Stored data entries:
= Beginning of Section =

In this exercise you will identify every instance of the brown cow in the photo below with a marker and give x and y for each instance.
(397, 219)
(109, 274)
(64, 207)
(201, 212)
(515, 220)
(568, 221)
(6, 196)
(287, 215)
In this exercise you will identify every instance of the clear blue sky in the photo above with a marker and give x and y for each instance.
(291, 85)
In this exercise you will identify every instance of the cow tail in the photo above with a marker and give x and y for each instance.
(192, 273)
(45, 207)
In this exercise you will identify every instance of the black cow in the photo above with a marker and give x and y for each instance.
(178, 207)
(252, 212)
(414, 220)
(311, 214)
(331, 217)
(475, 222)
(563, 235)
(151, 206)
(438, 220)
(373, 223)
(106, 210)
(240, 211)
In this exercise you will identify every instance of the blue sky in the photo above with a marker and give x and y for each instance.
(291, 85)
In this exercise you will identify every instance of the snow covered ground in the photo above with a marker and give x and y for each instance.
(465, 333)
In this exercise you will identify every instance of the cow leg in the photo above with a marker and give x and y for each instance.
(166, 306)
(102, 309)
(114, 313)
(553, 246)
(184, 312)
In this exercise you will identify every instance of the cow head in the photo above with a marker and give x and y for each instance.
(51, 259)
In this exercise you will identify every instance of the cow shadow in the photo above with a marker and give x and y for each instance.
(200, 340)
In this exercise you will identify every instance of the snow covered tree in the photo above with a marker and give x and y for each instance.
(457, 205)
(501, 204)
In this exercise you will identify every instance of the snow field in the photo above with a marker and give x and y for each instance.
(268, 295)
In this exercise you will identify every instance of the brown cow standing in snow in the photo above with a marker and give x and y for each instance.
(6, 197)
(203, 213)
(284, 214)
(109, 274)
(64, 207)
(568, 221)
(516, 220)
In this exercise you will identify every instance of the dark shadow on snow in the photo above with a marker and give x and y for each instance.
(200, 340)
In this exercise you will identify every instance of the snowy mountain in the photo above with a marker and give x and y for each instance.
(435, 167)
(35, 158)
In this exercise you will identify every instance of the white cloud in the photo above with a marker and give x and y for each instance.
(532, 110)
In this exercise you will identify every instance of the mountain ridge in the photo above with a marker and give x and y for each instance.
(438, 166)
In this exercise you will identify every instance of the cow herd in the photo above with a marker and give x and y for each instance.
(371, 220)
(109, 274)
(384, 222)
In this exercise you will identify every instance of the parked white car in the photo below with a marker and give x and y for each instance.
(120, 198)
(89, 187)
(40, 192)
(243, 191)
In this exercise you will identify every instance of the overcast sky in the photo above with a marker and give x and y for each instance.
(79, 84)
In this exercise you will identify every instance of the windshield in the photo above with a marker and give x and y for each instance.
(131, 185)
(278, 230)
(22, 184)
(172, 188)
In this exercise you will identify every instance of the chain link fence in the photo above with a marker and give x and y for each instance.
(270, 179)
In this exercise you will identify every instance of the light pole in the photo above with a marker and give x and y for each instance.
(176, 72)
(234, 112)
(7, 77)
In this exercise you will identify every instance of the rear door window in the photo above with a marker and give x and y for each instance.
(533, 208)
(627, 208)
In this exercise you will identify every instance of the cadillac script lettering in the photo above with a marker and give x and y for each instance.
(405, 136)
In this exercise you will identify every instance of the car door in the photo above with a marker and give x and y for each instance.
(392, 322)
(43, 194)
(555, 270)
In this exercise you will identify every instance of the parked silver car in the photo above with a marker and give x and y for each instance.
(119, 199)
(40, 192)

= End of Section =

** Task instructions **
The data above needs to be repeated exactly, line for line.

** Answer **
In this exercise you will identify every instance of the brown cow in the photo below with a marker and give x and y for each instance.
(397, 219)
(109, 274)
(64, 207)
(201, 212)
(515, 220)
(568, 221)
(6, 196)
(287, 215)
In this exercise you will identify every instance of the clear blue sky in the photo above with a marker and give x and y for each instance.
(291, 85)
In this exercise you will identify every instance of the cow tail in the photo above with a marker and give x and y for each instance.
(192, 273)
(45, 207)
In this exercise you will identify every instance of the black cow in the photo above with a marker and give x and y for each instance.
(178, 207)
(252, 212)
(414, 220)
(311, 214)
(331, 217)
(475, 222)
(563, 235)
(151, 206)
(438, 220)
(373, 223)
(106, 210)
(240, 211)
In this exercise you will identify every instance of the blue sky in the photo above with a marker and give x and y for each instance.
(291, 85)
In this exercise you will identify every instance of the snow covered ground in the photo above with a marker and give x and y for each instance.
(465, 333)
In this exercise you will identify every instance of the cow leg in the photo above with a marker and give x and y for each instance.
(166, 306)
(102, 309)
(114, 313)
(553, 246)
(184, 312)
In this exercise you will identify every instance of the cow head in the photo above with a marker and give x and y for each instance.
(51, 259)
In this exercise you will identify every instance of the cow shadow in the photo above with a marker and give x and y for each instance.
(200, 340)
In this exercise you will identify every instance of the snow covered tree in the photo above with a marker and give x and y for each instance.
(457, 205)
(501, 204)
In this exercise you will identify every instance of the snow field in the photo above with a marker and give x and y for each instance.
(268, 295)
In this exercise you will identify every instance of the brown cow standing in snow in the photo above with a marker and give x and y for each instance.
(6, 197)
(203, 213)
(284, 214)
(109, 274)
(64, 207)
(568, 221)
(516, 220)
In this exercise you will identify every instance of the dark shadow on snow in the photo above with a marker and give x and y for each instance.
(200, 340)
In this exercise you will identify every instance of the snowy mountain in the photo above with a marker and give x and y for each instance.
(435, 167)
(35, 158)
In this exercise you will identify every instance of the white cloud in the photo above with a marker and give x and y for each instance.
(532, 110)
In this exercise you will identify every instance of the mountain ridge in the photo above with a marker and give x and y for each instance.
(438, 166)
In this exercise you will identify every instance of the cow herd in the photo above with a marker and give x and y for each instance.
(371, 220)
(109, 274)
(384, 222)
In this exercise you will identify every instance of the parked white car in the photo below with a marker and give x and y for each instance.
(120, 198)
(89, 187)
(40, 192)
(243, 191)
In this exercise you will identify every instance of the overcast sky in the photo above with a marker and give x and y for each instance.
(79, 84)
In this exercise you will identify every instance of the windshield in the photo above with a marker and give x and y for each instance.
(131, 185)
(278, 230)
(22, 184)
(172, 188)
In this exercise you will identify every instance of the chain link fence in the photo above with a marker and give x and y for each instance.
(270, 179)
In this exercise you will identify every instance of the light pole in the photo above with a marker and give x and y for each instance.
(176, 72)
(234, 112)
(7, 77)
In this exercise you will identify every instance of the rear door window in the photo above with a marker and give x and y for each instance.
(533, 208)
(627, 208)
In this exercise you will identify every instance of the cadillac script lettering in the photo above with a marker and give x and y for each instance.
(405, 136)
In this exercise you will identify every instance of the car door in the photo above with a marker and give x and y for each instance.
(392, 322)
(43, 194)
(555, 270)
In this exercise you will identify every instance of the parked silver car in the photo above with a marker and give x and y for each instance.
(119, 199)
(40, 192)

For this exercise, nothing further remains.